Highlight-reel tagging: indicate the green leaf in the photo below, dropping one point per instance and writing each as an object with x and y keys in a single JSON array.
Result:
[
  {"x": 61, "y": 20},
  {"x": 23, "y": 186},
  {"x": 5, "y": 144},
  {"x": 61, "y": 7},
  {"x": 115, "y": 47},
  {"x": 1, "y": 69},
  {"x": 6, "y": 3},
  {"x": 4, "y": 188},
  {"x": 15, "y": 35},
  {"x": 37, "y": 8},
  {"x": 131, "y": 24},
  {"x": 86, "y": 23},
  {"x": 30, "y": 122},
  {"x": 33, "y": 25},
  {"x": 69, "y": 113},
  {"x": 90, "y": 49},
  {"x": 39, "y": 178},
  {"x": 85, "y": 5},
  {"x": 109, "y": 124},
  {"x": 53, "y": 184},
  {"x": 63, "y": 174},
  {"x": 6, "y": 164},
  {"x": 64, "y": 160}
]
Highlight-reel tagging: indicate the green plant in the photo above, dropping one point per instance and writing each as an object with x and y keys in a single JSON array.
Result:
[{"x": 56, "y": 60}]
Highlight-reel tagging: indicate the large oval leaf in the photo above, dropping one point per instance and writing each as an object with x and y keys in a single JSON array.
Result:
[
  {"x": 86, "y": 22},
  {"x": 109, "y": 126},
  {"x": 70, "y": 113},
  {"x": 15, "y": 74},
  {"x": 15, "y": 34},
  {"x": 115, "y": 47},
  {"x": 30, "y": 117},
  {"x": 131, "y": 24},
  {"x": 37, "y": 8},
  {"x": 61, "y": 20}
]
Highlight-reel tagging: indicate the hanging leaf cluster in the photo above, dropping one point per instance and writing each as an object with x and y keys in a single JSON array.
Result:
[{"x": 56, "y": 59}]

_What is asked_: Can you quote the material above verbatim, from its first line through its last?

_Result of this task_:
Highlight-reel tagging: indicate the green leaf in the photo below, dropping one point per instance and writing each as an object with x and y keys in a single JSON array.
Result:
[
  {"x": 61, "y": 20},
  {"x": 23, "y": 186},
  {"x": 5, "y": 144},
  {"x": 61, "y": 7},
  {"x": 115, "y": 47},
  {"x": 1, "y": 69},
  {"x": 6, "y": 3},
  {"x": 4, "y": 188},
  {"x": 15, "y": 35},
  {"x": 37, "y": 8},
  {"x": 131, "y": 24},
  {"x": 86, "y": 23},
  {"x": 30, "y": 122},
  {"x": 33, "y": 25},
  {"x": 69, "y": 113},
  {"x": 90, "y": 49},
  {"x": 39, "y": 178},
  {"x": 85, "y": 5},
  {"x": 109, "y": 124},
  {"x": 53, "y": 184},
  {"x": 63, "y": 174},
  {"x": 6, "y": 164},
  {"x": 64, "y": 160}
]
Highlight-reel tagging: indicate the green plant in the photo above, dropping one point per instance and writing each as an object with x and y keys in a single JSON array.
Result:
[{"x": 56, "y": 60}]
Highlight-reel tagging: indicate the large oval leaf in the photo above, dropping one point per instance and writing each as an object with x and y keys in a single JSON array.
Result:
[
  {"x": 86, "y": 22},
  {"x": 109, "y": 126},
  {"x": 70, "y": 113},
  {"x": 15, "y": 74},
  {"x": 15, "y": 34},
  {"x": 115, "y": 47},
  {"x": 30, "y": 117},
  {"x": 131, "y": 24},
  {"x": 37, "y": 8},
  {"x": 61, "y": 20}
]
Highlight-reel tagging: indicate the hanging leaf cluster in the photo above, dropping one point per instance and writing each as an object with x and y keys in a single JSON array.
Result:
[{"x": 56, "y": 59}]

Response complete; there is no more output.